## Exercise directions
As output, give the exact lines from the one containing "Each instance receives one keypoint. Mark the child's eye" through the end of the listing below, both included, without the pictures.
[Opening Task input section]
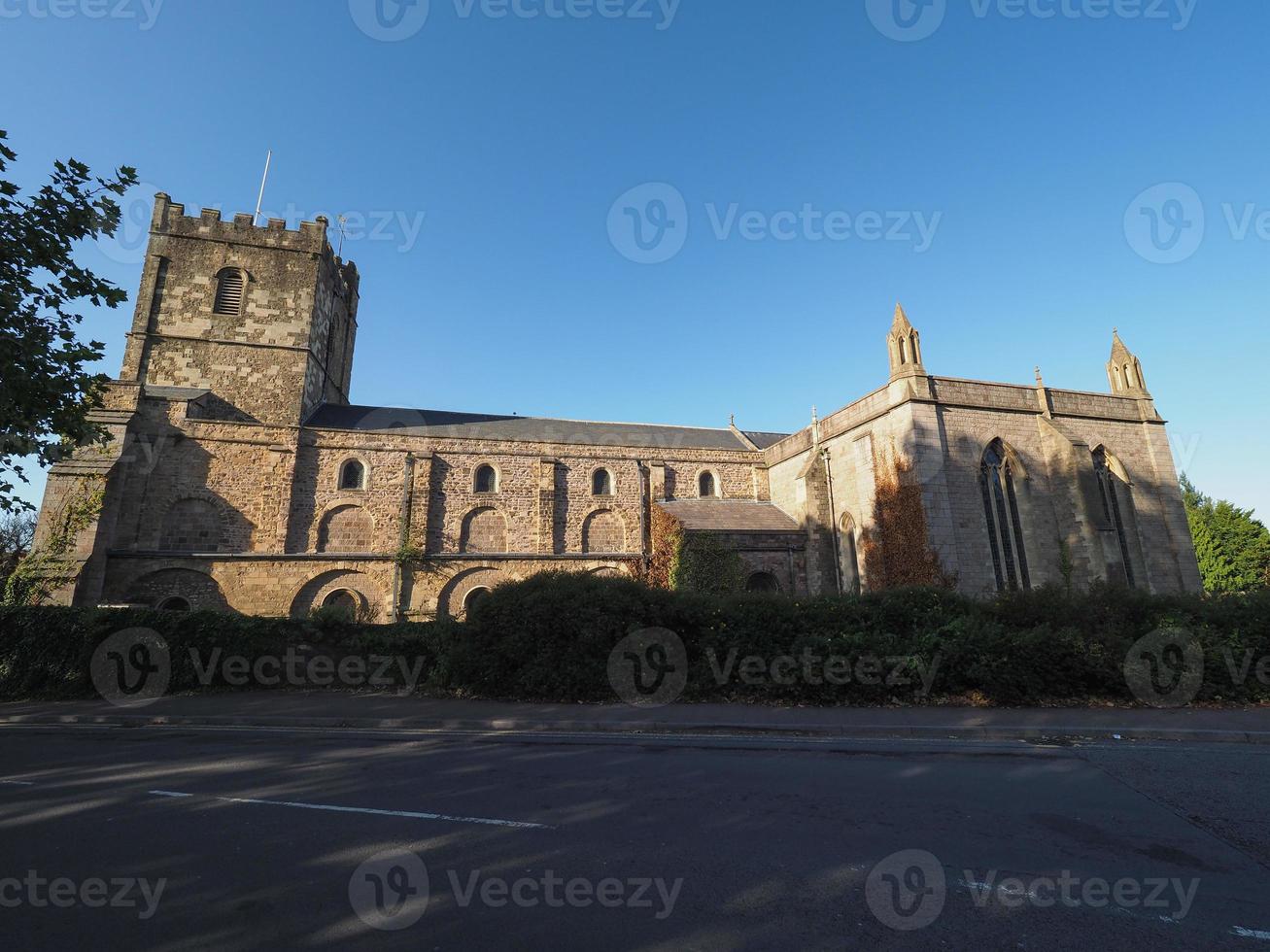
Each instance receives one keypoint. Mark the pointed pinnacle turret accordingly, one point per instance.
(905, 346)
(1119, 352)
(901, 322)
(1124, 369)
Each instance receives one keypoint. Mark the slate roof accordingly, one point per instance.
(530, 429)
(165, 392)
(729, 516)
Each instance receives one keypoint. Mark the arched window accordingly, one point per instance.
(474, 596)
(762, 582)
(487, 480)
(601, 483)
(1005, 527)
(190, 526)
(483, 530)
(1116, 500)
(850, 556)
(230, 290)
(352, 475)
(342, 600)
(603, 532)
(346, 528)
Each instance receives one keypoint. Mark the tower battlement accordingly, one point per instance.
(261, 317)
(169, 219)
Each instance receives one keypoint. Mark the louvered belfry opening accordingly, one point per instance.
(228, 293)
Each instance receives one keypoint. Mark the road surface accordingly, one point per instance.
(185, 838)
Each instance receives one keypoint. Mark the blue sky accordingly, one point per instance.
(993, 164)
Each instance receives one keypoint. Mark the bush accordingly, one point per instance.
(48, 651)
(550, 638)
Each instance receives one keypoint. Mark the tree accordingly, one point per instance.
(46, 393)
(17, 533)
(1232, 546)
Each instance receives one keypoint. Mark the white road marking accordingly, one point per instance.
(1250, 934)
(408, 814)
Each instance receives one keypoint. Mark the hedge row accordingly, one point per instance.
(551, 636)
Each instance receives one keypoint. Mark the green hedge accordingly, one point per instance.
(46, 653)
(550, 638)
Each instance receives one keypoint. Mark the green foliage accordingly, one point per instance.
(550, 638)
(45, 653)
(1232, 546)
(45, 391)
(704, 562)
(17, 534)
(49, 566)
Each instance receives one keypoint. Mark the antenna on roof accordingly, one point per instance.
(259, 198)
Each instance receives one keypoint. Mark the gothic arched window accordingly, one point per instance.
(850, 556)
(602, 483)
(1114, 493)
(487, 480)
(1001, 508)
(230, 289)
(352, 475)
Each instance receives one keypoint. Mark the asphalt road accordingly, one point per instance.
(174, 838)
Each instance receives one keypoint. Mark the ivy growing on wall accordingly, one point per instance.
(896, 547)
(50, 563)
(690, 561)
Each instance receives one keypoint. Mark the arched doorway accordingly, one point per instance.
(762, 582)
(848, 555)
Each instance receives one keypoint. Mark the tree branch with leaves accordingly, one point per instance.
(46, 391)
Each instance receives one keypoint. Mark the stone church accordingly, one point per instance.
(243, 477)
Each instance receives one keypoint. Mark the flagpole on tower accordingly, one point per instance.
(259, 199)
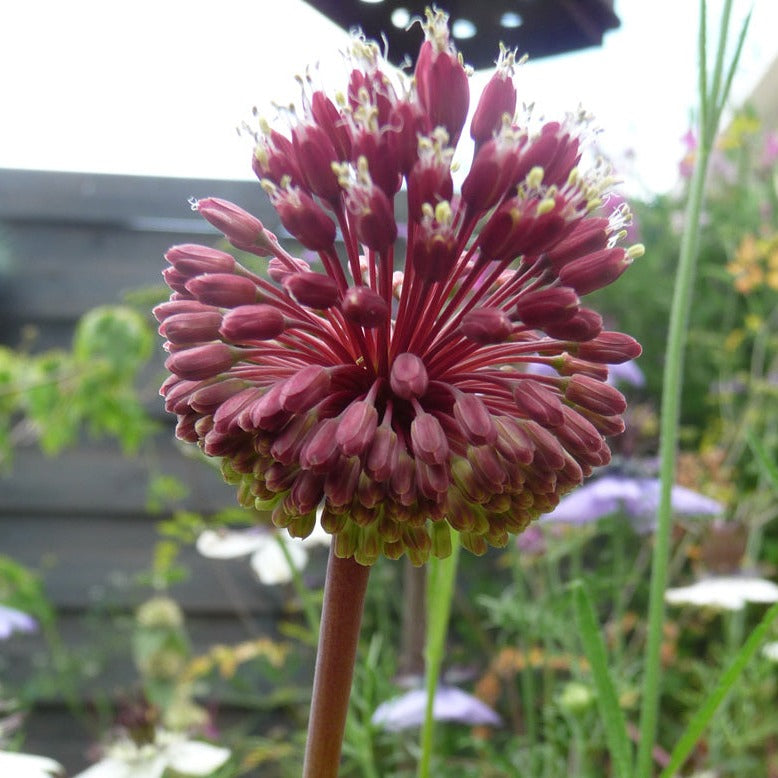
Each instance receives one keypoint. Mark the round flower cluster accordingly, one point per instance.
(451, 379)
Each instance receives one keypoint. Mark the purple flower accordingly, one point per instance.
(638, 498)
(451, 704)
(12, 620)
(388, 389)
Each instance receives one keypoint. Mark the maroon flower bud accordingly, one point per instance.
(314, 290)
(595, 396)
(186, 328)
(613, 348)
(192, 259)
(408, 377)
(594, 271)
(365, 307)
(486, 325)
(497, 99)
(304, 219)
(340, 484)
(207, 399)
(238, 226)
(278, 269)
(552, 305)
(305, 389)
(357, 428)
(585, 325)
(537, 401)
(383, 455)
(441, 79)
(320, 451)
(201, 362)
(475, 419)
(223, 289)
(175, 307)
(252, 322)
(315, 155)
(428, 439)
(329, 118)
(587, 237)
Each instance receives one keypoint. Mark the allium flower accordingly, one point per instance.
(450, 704)
(267, 558)
(390, 387)
(12, 620)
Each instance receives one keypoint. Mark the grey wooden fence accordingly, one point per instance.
(76, 241)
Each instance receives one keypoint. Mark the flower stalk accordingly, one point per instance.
(344, 597)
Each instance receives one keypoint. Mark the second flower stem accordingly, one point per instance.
(344, 598)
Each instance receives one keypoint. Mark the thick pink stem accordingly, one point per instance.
(344, 597)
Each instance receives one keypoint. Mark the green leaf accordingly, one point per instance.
(607, 699)
(727, 680)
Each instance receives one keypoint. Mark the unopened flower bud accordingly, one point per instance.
(201, 362)
(223, 289)
(408, 377)
(314, 290)
(252, 322)
(486, 325)
(192, 259)
(240, 227)
(365, 307)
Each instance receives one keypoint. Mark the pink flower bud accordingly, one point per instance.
(408, 377)
(175, 307)
(238, 226)
(486, 325)
(428, 439)
(315, 155)
(186, 328)
(305, 388)
(594, 271)
(304, 219)
(252, 322)
(497, 99)
(357, 428)
(612, 348)
(475, 419)
(441, 79)
(547, 306)
(384, 454)
(536, 401)
(223, 289)
(314, 290)
(192, 259)
(365, 307)
(585, 325)
(201, 362)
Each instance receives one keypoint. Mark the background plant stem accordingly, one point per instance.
(344, 597)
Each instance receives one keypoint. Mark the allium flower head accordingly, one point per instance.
(390, 387)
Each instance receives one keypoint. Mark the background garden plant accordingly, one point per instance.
(509, 639)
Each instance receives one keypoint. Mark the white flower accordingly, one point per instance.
(16, 765)
(126, 760)
(12, 620)
(724, 592)
(267, 557)
(450, 704)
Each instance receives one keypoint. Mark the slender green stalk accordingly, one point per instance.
(344, 598)
(440, 593)
(712, 101)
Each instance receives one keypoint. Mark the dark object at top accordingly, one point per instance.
(539, 28)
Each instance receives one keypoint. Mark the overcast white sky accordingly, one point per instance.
(157, 87)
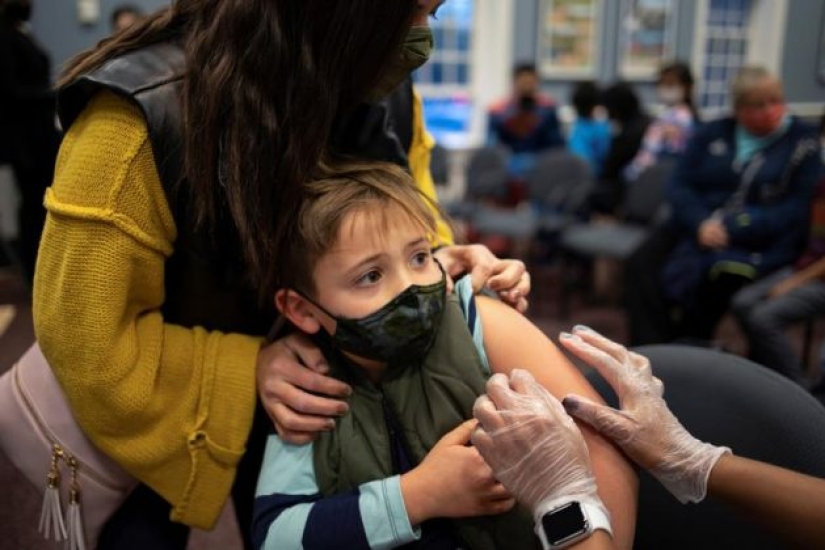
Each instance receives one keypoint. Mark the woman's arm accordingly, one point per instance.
(786, 502)
(172, 405)
(512, 341)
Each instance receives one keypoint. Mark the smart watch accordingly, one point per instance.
(570, 523)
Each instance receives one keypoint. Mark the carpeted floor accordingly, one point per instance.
(20, 503)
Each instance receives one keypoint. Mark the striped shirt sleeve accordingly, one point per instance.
(290, 513)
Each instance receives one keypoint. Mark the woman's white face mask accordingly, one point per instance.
(671, 95)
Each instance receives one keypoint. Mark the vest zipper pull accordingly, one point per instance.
(51, 515)
(74, 516)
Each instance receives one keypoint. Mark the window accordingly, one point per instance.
(449, 70)
(445, 80)
(567, 37)
(727, 28)
(647, 36)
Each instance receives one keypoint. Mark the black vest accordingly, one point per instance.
(204, 279)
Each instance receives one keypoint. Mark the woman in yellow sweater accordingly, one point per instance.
(185, 135)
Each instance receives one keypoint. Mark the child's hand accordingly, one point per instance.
(507, 278)
(453, 481)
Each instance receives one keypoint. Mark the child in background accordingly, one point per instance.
(396, 469)
(589, 136)
(667, 135)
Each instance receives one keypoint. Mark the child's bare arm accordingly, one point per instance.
(512, 341)
(453, 481)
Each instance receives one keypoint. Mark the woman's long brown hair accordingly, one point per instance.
(263, 82)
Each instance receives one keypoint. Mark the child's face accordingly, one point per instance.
(372, 262)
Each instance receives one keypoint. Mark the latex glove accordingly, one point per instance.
(534, 448)
(645, 428)
(507, 278)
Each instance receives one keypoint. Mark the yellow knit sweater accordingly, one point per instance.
(173, 405)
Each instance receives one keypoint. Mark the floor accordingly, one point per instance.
(19, 501)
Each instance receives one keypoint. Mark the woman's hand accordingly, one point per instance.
(507, 278)
(712, 234)
(645, 428)
(299, 398)
(453, 481)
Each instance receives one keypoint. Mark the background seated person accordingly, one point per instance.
(526, 123)
(766, 308)
(740, 197)
(667, 135)
(589, 135)
(629, 122)
(362, 280)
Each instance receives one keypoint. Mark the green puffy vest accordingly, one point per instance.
(428, 400)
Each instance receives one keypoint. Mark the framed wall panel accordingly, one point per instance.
(568, 44)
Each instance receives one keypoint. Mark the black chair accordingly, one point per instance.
(486, 181)
(725, 400)
(644, 208)
(557, 187)
(440, 165)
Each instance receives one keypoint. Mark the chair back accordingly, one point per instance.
(645, 197)
(725, 400)
(439, 164)
(559, 180)
(487, 174)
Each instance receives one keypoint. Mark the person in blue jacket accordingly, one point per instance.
(740, 198)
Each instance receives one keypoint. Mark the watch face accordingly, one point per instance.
(564, 524)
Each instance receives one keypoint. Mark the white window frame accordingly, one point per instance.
(491, 62)
(627, 70)
(766, 40)
(548, 70)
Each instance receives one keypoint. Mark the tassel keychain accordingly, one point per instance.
(51, 515)
(74, 518)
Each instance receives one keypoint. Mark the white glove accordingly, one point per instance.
(534, 448)
(645, 428)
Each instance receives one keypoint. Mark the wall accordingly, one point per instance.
(806, 19)
(55, 24)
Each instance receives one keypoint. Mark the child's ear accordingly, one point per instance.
(298, 310)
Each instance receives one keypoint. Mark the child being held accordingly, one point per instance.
(397, 468)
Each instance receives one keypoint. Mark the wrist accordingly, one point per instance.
(562, 523)
(415, 496)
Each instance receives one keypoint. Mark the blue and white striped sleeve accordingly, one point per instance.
(290, 513)
(466, 297)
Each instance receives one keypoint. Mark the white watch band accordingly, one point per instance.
(595, 515)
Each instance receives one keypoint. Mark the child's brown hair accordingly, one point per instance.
(378, 188)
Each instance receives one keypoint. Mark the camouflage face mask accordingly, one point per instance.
(404, 328)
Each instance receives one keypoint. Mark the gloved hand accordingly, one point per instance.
(534, 448)
(644, 427)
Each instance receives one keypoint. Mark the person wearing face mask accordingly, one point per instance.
(396, 469)
(667, 135)
(526, 123)
(28, 136)
(740, 197)
(187, 139)
(766, 308)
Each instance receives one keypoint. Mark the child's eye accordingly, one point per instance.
(421, 258)
(369, 278)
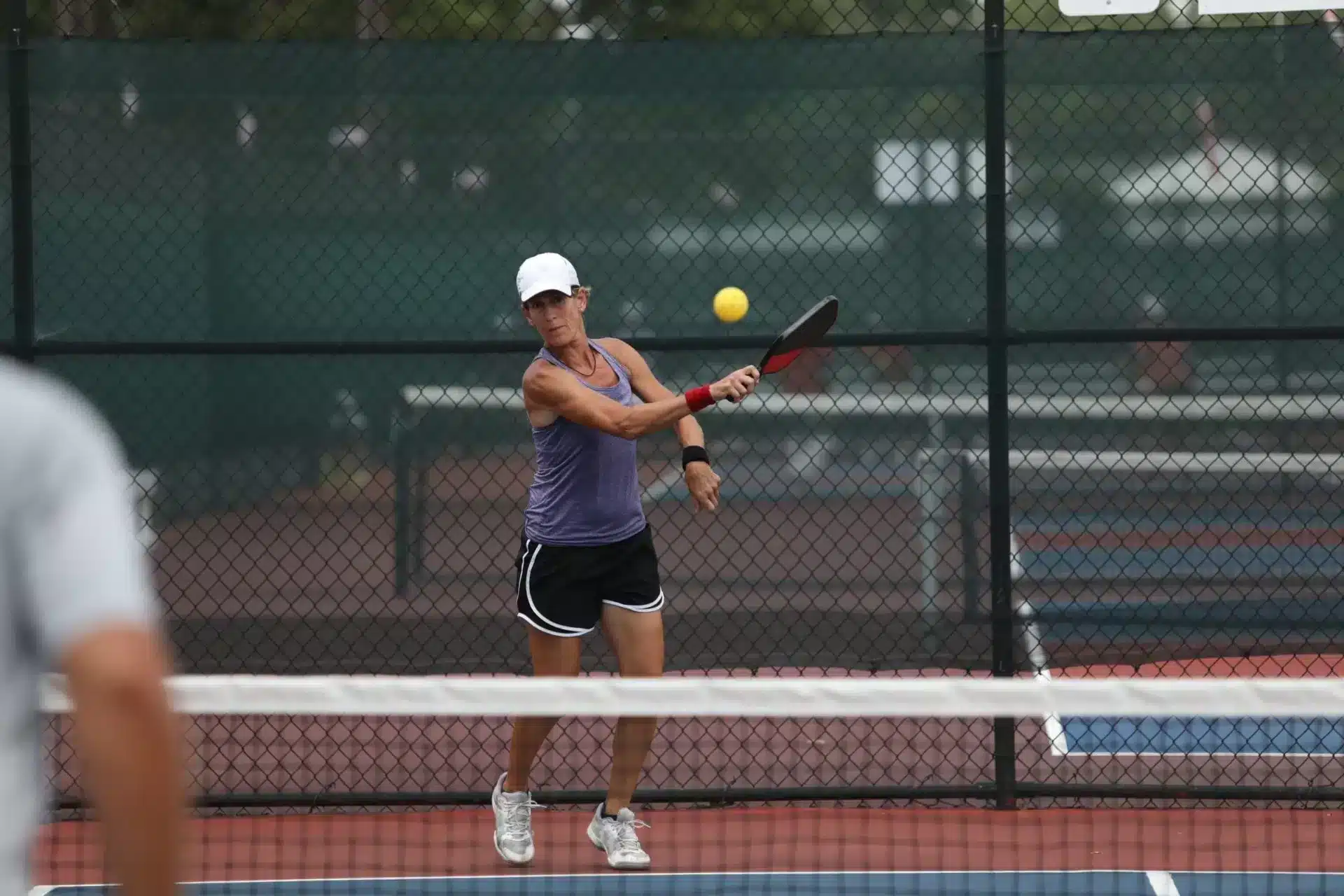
[Closing Task input section]
## Result of the task
Each instance receives one keypoint. Mark the child's eye accordingly, one point per instance.
(421, 258)
(369, 278)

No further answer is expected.